■ What the task requires: Pictures should be left out while the data beneath this task is written out word for word.

__________

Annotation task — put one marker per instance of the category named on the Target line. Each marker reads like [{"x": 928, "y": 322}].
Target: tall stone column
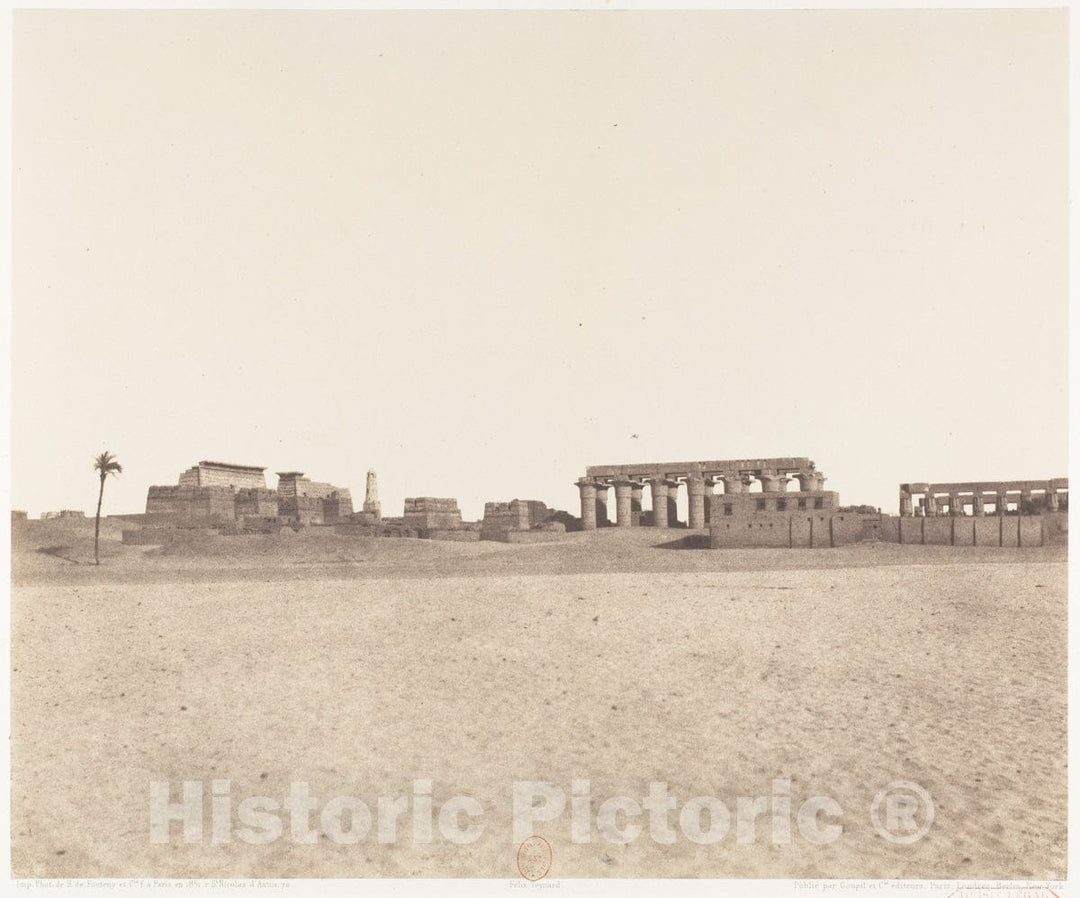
[
  {"x": 710, "y": 496},
  {"x": 372, "y": 505},
  {"x": 588, "y": 490},
  {"x": 673, "y": 486},
  {"x": 696, "y": 495},
  {"x": 622, "y": 503},
  {"x": 659, "y": 487},
  {"x": 602, "y": 518},
  {"x": 635, "y": 503}
]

__________

■ Completed task:
Annotation task — put one marker per instance of the category named on the Target line. Each marker reads like [{"x": 928, "y": 322}].
Target: tall stone column
[
  {"x": 710, "y": 496},
  {"x": 372, "y": 505},
  {"x": 588, "y": 490},
  {"x": 673, "y": 486},
  {"x": 696, "y": 495},
  {"x": 622, "y": 503},
  {"x": 659, "y": 487},
  {"x": 602, "y": 518},
  {"x": 635, "y": 503}
]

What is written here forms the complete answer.